SOURCE
But do you feel like you’re only able to follow a recipe? Scared that even the slightest tweak will result in a failure? Not truly sure of why you’re using that thermometer? You can make candy, but don’t feel like you’ve truly mastered it?
If on top of that, you also enjoy discussing science here and there, and doing an experiment or two, you’ve come to the right place: the starting point of your candy science journey!
- Getting started: Candy starts with sugar
- Concept 1: Cooking a sugar syrup
- Concept 2: Controlling sugar crystallization
- Concept 3: Caramelization
- Concept 4: Maillard reaction
Here on FoodCrumbles we’ve written about the science and the why behind candy quite a bit. We’ve even developed a course about the science of candy. This is the place where we bring it all together, to help you become a better candy maker. Whether you’re making candy at home, or in the factory. Understanding the basics will help you improve for sure.
A quick overview of the science behind candy
Caramels, marshmallows, fudge, borstplaat, barfi, brittle, honeycomb, and licorice. Soft, hard, chewy, brittle, grainy, solid, or airy. There are so many different types of sugar-based candy in this world!

Source records
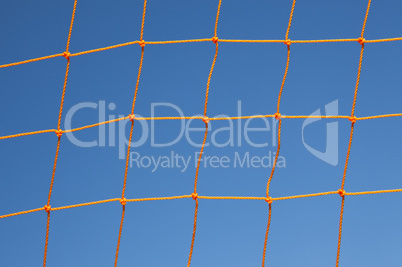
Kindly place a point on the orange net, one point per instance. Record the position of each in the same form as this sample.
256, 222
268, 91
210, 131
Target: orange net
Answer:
194, 195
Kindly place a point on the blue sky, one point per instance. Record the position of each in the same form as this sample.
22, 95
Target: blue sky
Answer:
303, 232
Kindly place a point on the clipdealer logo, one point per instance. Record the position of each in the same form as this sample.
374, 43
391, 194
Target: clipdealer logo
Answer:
236, 133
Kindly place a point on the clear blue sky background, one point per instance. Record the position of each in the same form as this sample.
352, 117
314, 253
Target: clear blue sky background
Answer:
230, 233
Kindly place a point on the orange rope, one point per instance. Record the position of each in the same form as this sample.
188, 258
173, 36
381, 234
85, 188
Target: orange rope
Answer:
199, 40
131, 116
210, 119
47, 208
207, 198
353, 120
278, 117
59, 133
194, 195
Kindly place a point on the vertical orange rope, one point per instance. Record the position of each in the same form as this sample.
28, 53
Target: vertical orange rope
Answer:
66, 54
123, 200
353, 120
194, 195
278, 117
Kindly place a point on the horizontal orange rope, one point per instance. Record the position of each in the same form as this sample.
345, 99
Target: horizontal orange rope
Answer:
30, 60
201, 118
201, 40
203, 197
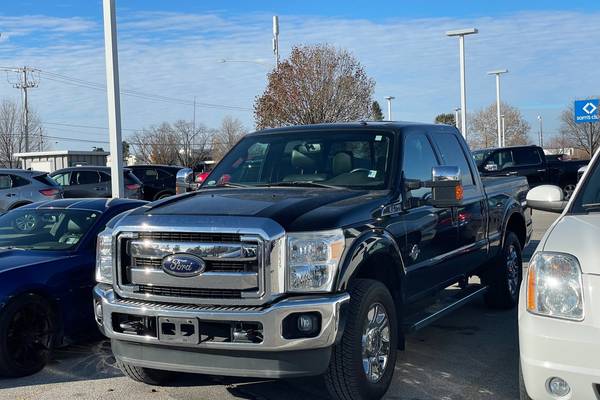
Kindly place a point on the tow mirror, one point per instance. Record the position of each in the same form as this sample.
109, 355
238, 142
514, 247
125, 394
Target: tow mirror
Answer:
491, 167
547, 198
446, 187
185, 181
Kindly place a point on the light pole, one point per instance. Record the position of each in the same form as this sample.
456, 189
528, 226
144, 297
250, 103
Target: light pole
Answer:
498, 72
461, 33
541, 131
389, 99
456, 117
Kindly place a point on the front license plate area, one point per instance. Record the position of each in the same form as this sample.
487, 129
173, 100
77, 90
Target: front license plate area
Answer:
178, 330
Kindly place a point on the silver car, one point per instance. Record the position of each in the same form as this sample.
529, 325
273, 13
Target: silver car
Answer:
19, 187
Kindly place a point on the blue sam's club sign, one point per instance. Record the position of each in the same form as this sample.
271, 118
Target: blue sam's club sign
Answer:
587, 110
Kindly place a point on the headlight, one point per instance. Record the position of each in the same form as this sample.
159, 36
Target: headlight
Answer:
554, 286
313, 259
104, 259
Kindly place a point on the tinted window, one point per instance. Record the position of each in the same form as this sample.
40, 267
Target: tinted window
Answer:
527, 156
453, 154
419, 159
18, 181
86, 177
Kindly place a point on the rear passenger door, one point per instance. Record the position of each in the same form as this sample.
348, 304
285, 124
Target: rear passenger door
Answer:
471, 217
429, 233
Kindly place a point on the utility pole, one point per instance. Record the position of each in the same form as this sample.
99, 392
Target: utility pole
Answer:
498, 72
389, 99
276, 39
113, 97
26, 81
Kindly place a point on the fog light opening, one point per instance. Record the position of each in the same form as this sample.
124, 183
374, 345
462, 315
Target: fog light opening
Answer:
558, 387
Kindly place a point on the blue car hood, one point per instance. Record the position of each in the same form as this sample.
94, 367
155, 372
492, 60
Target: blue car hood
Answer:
10, 259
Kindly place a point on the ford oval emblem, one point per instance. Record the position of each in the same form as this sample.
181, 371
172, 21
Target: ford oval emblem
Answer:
183, 265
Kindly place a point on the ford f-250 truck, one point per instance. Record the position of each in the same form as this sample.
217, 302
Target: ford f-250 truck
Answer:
307, 251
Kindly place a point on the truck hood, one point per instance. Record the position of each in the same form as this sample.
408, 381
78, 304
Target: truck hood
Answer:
11, 259
577, 235
294, 209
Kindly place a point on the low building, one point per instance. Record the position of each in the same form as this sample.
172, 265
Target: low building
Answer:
50, 161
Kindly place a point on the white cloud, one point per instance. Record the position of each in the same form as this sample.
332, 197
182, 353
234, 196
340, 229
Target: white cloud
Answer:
552, 58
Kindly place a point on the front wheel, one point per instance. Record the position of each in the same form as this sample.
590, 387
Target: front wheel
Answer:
504, 277
362, 364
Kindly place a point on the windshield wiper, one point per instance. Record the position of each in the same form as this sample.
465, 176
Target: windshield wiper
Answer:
591, 206
302, 184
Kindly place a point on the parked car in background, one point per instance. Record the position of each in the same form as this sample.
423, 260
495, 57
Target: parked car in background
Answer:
92, 182
47, 259
559, 308
532, 163
20, 187
310, 250
159, 180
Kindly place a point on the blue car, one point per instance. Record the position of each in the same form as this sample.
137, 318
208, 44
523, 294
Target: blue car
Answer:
47, 262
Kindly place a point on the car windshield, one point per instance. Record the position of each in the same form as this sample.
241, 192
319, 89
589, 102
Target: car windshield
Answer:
313, 159
480, 155
588, 199
45, 229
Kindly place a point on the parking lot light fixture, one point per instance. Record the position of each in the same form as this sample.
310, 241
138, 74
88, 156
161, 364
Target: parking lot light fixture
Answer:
497, 73
461, 33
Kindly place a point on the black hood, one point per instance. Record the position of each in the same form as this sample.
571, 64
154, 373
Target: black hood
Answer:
294, 209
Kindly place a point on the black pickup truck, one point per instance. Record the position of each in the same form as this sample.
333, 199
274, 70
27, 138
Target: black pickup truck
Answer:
532, 163
310, 250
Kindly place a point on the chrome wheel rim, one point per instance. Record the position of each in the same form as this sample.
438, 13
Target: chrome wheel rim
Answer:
512, 267
376, 342
26, 223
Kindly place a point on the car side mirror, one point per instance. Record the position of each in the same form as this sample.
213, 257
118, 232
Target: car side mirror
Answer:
184, 181
446, 187
547, 198
491, 167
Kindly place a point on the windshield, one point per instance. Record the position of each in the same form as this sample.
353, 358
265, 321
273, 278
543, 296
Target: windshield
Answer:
588, 199
45, 229
480, 155
320, 159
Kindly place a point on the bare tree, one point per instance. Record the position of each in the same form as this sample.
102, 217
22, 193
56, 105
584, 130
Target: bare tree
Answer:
484, 127
230, 132
12, 139
315, 84
585, 136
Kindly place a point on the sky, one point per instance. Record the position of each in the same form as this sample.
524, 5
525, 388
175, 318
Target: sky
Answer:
171, 52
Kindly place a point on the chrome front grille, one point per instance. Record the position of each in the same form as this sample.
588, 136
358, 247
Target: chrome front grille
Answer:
235, 267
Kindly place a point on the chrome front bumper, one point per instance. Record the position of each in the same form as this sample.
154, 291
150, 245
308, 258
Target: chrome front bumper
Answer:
271, 317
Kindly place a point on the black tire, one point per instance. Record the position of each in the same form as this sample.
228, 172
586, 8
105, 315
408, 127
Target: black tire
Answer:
504, 277
148, 376
27, 335
346, 378
522, 390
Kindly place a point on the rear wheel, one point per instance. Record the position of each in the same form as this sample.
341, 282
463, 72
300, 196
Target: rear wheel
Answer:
148, 376
504, 278
27, 335
362, 364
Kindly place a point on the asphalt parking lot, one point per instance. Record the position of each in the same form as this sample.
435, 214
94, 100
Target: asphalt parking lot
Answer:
470, 354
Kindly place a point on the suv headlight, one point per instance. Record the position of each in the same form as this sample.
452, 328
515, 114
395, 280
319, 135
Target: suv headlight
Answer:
313, 259
104, 259
554, 286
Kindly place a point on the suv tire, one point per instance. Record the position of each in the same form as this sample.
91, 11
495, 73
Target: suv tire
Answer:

TASK INSTRUCTIONS
1 – Repeat word for word the part of the candy science text starting with "If on top of" and going on through "candy science journey!".
2 – Answer these questions from the candy science text:
(a) Which topic is listed as Concept 3?
(b) Besides writing about candy science, what has FoodCrumbles developed?
(c) Which two candies are named first in the list of candy types?
The items are separate material that stands apart from the candy science text.

THE RESPONSES
1 –
If on top of that, you also enjoy discussing science here and there, and doing an experiment or two, you’ve come to the right place: the starting point of your candy science journey!

2 –
(a) Caramelization
(b) A course about the science of candy
(c) Caramels and marshmallows